(Material for this exercise)

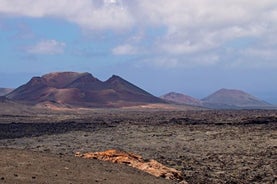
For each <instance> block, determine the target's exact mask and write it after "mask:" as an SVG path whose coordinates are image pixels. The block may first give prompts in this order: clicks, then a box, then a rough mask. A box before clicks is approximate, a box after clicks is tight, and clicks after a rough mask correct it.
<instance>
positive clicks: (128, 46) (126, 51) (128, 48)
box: [112, 44, 137, 55]
mask: <svg viewBox="0 0 277 184" xmlns="http://www.w3.org/2000/svg"><path fill="white" fill-rule="evenodd" d="M112 53H113V54H114V55H133V54H136V53H137V49H136V48H135V47H133V46H132V45H129V44H124V45H118V46H117V47H115V48H113V49H112Z"/></svg>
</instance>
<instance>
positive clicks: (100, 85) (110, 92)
mask: <svg viewBox="0 0 277 184" xmlns="http://www.w3.org/2000/svg"><path fill="white" fill-rule="evenodd" d="M7 97H8V98H10V99H14V100H19V101H24V102H28V103H32V104H38V103H43V102H48V101H51V102H55V103H58V104H62V105H69V106H80V107H123V106H132V105H140V104H148V103H160V102H161V100H160V99H159V98H157V97H155V96H153V95H151V94H149V93H147V92H146V91H144V90H142V89H140V88H139V87H137V86H135V85H133V84H132V83H130V82H128V81H126V80H124V79H122V78H121V77H119V76H117V75H113V76H112V77H111V78H109V79H108V80H107V81H105V82H102V81H100V80H98V79H97V78H95V77H93V76H92V75H91V74H90V73H77V72H54V73H49V74H46V75H43V76H42V77H33V78H32V79H31V80H30V81H29V82H28V83H27V84H25V85H22V86H21V87H19V88H17V89H15V90H14V91H13V92H12V93H10V94H9V95H7Z"/></svg>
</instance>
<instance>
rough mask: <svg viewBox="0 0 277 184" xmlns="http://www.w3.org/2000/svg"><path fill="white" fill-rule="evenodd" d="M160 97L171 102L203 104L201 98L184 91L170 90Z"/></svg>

(End Material for this exercise)

* **Problem to solve**
Keep the pictures out, and write out the rest of the data above word for word.

* **Answer to the exercise**
For each <instance> block, determine the target's exact mask and write it after "mask:" as an SVG path whose coordinates are image pixels. The block may first give prompts in this order: clicks, then a box, then a rough mask. A box before clicks is approximate, a box after clicks is tight, and clicks after a rough mask correct it.
<instance>
positive clicks: (128, 46) (126, 51) (128, 48)
box: [112, 44, 137, 55]
mask: <svg viewBox="0 0 277 184" xmlns="http://www.w3.org/2000/svg"><path fill="white" fill-rule="evenodd" d="M112 53H113V54H114V55H133V54H136V53H137V49H136V48H135V47H133V46H132V45H129V44H124V45H118V46H117V47H115V48H113V49H112Z"/></svg>
</instance>
<instance>
positive clicks: (100, 85) (110, 92)
mask: <svg viewBox="0 0 277 184" xmlns="http://www.w3.org/2000/svg"><path fill="white" fill-rule="evenodd" d="M7 97H8V98H10V99H14V100H19V101H24V102H28V103H32V104H38V103H43V102H48V101H51V102H55V103H58V104H62V105H69V106H80V107H123V106H132V105H140V104H148V103H160V102H161V100H160V99H159V98H157V97H155V96H153V95H151V94H149V93H147V92H146V91H144V90H142V89H140V88H139V87H137V86H135V85H133V84H132V83H130V82H128V81H126V80H124V79H122V78H121V77H119V76H117V75H113V76H112V77H111V78H109V79H108V80H107V81H105V82H102V81H100V80H98V79H97V78H95V77H93V76H92V75H91V74H90V73H77V72H54V73H49V74H46V75H43V76H42V77H33V78H32V79H31V80H30V81H29V82H28V83H27V84H25V85H22V86H21V87H19V88H17V89H15V90H14V91H13V92H12V93H10V94H9V95H7Z"/></svg>
</instance>
<instance>
rough mask: <svg viewBox="0 0 277 184" xmlns="http://www.w3.org/2000/svg"><path fill="white" fill-rule="evenodd" d="M160 97L171 102L203 104L201 98L184 91L170 90Z"/></svg>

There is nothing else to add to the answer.